Written instruction
Copy each line below without leaving any out.
────
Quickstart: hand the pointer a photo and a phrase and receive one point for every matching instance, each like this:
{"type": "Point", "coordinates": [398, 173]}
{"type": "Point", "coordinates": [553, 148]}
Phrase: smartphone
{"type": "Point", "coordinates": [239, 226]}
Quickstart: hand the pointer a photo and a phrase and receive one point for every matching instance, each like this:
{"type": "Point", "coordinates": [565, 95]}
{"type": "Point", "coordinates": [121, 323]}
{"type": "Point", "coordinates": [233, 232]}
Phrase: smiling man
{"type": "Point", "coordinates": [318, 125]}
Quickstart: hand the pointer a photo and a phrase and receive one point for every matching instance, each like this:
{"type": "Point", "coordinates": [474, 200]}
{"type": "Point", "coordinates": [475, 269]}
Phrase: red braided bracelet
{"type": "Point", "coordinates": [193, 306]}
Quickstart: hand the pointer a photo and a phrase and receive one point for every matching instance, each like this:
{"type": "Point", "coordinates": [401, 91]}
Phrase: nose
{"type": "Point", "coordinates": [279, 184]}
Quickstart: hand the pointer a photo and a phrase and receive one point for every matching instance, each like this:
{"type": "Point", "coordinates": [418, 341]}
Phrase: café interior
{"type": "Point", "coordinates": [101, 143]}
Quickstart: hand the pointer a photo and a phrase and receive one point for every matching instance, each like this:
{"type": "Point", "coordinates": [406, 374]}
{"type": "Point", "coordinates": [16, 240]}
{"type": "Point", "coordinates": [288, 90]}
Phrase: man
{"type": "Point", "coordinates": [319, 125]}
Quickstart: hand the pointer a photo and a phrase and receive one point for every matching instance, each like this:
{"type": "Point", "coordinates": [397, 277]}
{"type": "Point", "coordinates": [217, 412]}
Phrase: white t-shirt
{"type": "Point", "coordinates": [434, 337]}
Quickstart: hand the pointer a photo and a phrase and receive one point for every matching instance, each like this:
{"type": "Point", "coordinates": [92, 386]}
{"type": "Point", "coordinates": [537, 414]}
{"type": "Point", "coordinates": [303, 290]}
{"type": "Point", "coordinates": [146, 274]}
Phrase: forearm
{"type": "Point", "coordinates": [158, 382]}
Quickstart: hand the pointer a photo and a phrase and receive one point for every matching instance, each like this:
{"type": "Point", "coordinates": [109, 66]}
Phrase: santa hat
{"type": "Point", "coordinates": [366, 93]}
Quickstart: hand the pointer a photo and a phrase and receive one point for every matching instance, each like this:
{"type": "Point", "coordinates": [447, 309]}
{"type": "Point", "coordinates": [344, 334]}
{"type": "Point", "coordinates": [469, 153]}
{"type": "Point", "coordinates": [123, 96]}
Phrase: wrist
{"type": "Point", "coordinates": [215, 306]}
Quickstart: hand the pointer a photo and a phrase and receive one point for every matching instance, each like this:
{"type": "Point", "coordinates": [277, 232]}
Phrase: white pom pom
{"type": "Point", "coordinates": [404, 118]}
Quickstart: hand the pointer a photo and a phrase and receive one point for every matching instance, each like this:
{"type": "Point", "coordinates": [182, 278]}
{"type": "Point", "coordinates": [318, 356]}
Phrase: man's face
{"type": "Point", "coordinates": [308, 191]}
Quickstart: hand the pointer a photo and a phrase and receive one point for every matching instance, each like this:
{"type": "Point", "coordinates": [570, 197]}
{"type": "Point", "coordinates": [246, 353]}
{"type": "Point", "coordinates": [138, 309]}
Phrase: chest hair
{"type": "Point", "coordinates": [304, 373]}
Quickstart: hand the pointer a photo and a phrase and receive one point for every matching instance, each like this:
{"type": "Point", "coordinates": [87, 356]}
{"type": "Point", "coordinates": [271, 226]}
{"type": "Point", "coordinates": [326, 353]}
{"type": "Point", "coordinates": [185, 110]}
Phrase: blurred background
────
Response to this task
Quickstart: hand the pointer a photo and a phrase and receive one point for every matching instance, each like this:
{"type": "Point", "coordinates": [398, 173]}
{"type": "Point", "coordinates": [553, 148]}
Phrase: smartphone
{"type": "Point", "coordinates": [239, 226]}
Quickstart: hand the pointer a photo and a phrase and receive one point for every matching instance, each like this:
{"type": "Point", "coordinates": [565, 95]}
{"type": "Point", "coordinates": [121, 323]}
{"type": "Point", "coordinates": [233, 232]}
Phrase: smiling man
{"type": "Point", "coordinates": [318, 125]}
Quickstart: hand the pointer a photo and a phrase and receive one point for every matching instance, each like this:
{"type": "Point", "coordinates": [474, 200]}
{"type": "Point", "coordinates": [475, 269]}
Phrase: red braided bracelet
{"type": "Point", "coordinates": [193, 306]}
Quickstart: hand the pointer a photo and a phrase and receive one point for every matching instance, each like this:
{"type": "Point", "coordinates": [401, 91]}
Phrase: nose
{"type": "Point", "coordinates": [279, 184]}
Quickstart: hand the pointer a photo and a phrase and receive one point for every matching instance, each like this:
{"type": "Point", "coordinates": [418, 341]}
Phrase: café interior
{"type": "Point", "coordinates": [101, 143]}
Quickstart: hand the pointer a photo and a phrase and receive one point for every matching instance, each like this:
{"type": "Point", "coordinates": [406, 374]}
{"type": "Point", "coordinates": [16, 240]}
{"type": "Point", "coordinates": [288, 90]}
Phrase: man
{"type": "Point", "coordinates": [319, 125]}
Quickstart: hand the pointer a photo and a phrase and receive one point for every matching instance, each like this:
{"type": "Point", "coordinates": [397, 277]}
{"type": "Point", "coordinates": [217, 412]}
Phrase: white t-shirt
{"type": "Point", "coordinates": [434, 337]}
Quickstart: hand the pointer a photo and a phrase and receive one point for every matching instance, each like this:
{"type": "Point", "coordinates": [92, 386]}
{"type": "Point", "coordinates": [537, 414]}
{"type": "Point", "coordinates": [303, 290]}
{"type": "Point", "coordinates": [146, 274]}
Phrase: forearm
{"type": "Point", "coordinates": [158, 382]}
Quickstart: hand the pointer a photo and a phrase and receive one point for every matching instance, each like this:
{"type": "Point", "coordinates": [109, 66]}
Phrase: santa hat
{"type": "Point", "coordinates": [366, 93]}
Quickstart: hand the pointer a photo and a phrase and receive one point for every matching instance, each like this:
{"type": "Point", "coordinates": [447, 309]}
{"type": "Point", "coordinates": [344, 334]}
{"type": "Point", "coordinates": [469, 153]}
{"type": "Point", "coordinates": [123, 96]}
Phrase: wrist
{"type": "Point", "coordinates": [215, 306]}
Quickstart: hand the pointer a photo and a phrase and receive one point for every matching instance, each like this:
{"type": "Point", "coordinates": [277, 232]}
Phrase: white pom pom
{"type": "Point", "coordinates": [404, 118]}
Quickstart: hand the pointer a photo and a phrase and receive one point for every matching instance, each like this:
{"type": "Point", "coordinates": [182, 278]}
{"type": "Point", "coordinates": [318, 356]}
Phrase: man's face
{"type": "Point", "coordinates": [308, 191]}
Quickstart: hand the pointer a photo and a phrase and receive one point for every matching instance, each like this:
{"type": "Point", "coordinates": [570, 197]}
{"type": "Point", "coordinates": [246, 353]}
{"type": "Point", "coordinates": [138, 309]}
Phrase: chest hair
{"type": "Point", "coordinates": [304, 373]}
Quickstart: hand the pointer a photo and a phrase and receive one point for every matching instance, each like this:
{"type": "Point", "coordinates": [87, 356]}
{"type": "Point", "coordinates": [271, 226]}
{"type": "Point", "coordinates": [326, 353]}
{"type": "Point", "coordinates": [185, 110]}
Phrase: blurred background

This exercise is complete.